Entries:
....................
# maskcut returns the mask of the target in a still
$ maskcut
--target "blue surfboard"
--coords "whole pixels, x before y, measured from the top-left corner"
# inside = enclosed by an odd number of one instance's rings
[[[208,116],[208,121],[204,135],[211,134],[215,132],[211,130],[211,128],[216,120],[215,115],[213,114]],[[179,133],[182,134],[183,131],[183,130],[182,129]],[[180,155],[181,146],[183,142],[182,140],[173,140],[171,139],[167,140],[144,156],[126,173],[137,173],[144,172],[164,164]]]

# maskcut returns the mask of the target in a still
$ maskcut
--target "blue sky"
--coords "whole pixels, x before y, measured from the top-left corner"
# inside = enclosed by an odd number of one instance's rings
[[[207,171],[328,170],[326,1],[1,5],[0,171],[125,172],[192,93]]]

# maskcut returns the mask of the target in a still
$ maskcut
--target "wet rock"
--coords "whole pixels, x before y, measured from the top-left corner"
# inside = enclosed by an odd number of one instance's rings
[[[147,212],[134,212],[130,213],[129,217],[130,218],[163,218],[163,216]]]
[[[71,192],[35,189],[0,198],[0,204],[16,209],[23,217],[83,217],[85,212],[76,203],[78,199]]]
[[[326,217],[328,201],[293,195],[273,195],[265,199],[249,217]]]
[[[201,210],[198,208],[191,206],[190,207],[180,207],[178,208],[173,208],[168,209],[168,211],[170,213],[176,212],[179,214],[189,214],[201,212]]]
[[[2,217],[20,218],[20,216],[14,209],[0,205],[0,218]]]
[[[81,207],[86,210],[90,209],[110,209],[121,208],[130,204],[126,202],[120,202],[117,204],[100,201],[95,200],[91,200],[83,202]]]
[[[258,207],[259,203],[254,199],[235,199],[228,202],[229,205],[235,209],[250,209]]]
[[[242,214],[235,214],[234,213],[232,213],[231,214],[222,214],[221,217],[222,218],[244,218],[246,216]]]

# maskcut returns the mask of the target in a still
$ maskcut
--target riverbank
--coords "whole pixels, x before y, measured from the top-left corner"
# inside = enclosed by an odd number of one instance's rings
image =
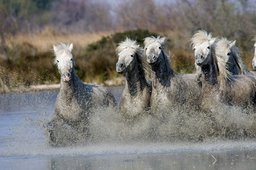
....................
What is expected:
Rewrite the records from their start through the line containing "[[[207,171],[328,170],[326,1],[1,5],[0,171],[125,172],[192,93]]]", replacing "blue sky" with "clear sky" and leaving everything else unchanged. Give only those lines.

Solution below:
# maskcut returns the mask of the target in a still
$ maskcut
--target "blue surfboard"
--coords "whole pixels, x before y, measured from the top-left corner"
# inside = enclosed by an odd number of one instance's rings
[[[208,116],[208,121],[204,135],[211,134],[215,132],[211,130],[211,128],[216,120],[215,115],[213,114]],[[179,133],[182,134],[183,131],[183,130],[182,129]],[[180,155],[181,146],[183,142],[182,140],[173,140],[171,139],[167,140],[144,156],[126,173],[137,173],[144,172],[164,164]]]

# maskcut returns the mask of the target in a still
$ maskcut
--target "clear sky"
--coords "whole pixels, x before y, measured from the top-left corner"
# inside = enclosed by an odd number of one instance's rings
[[[207,171],[328,170],[326,1],[1,5],[0,171],[125,172],[192,93]]]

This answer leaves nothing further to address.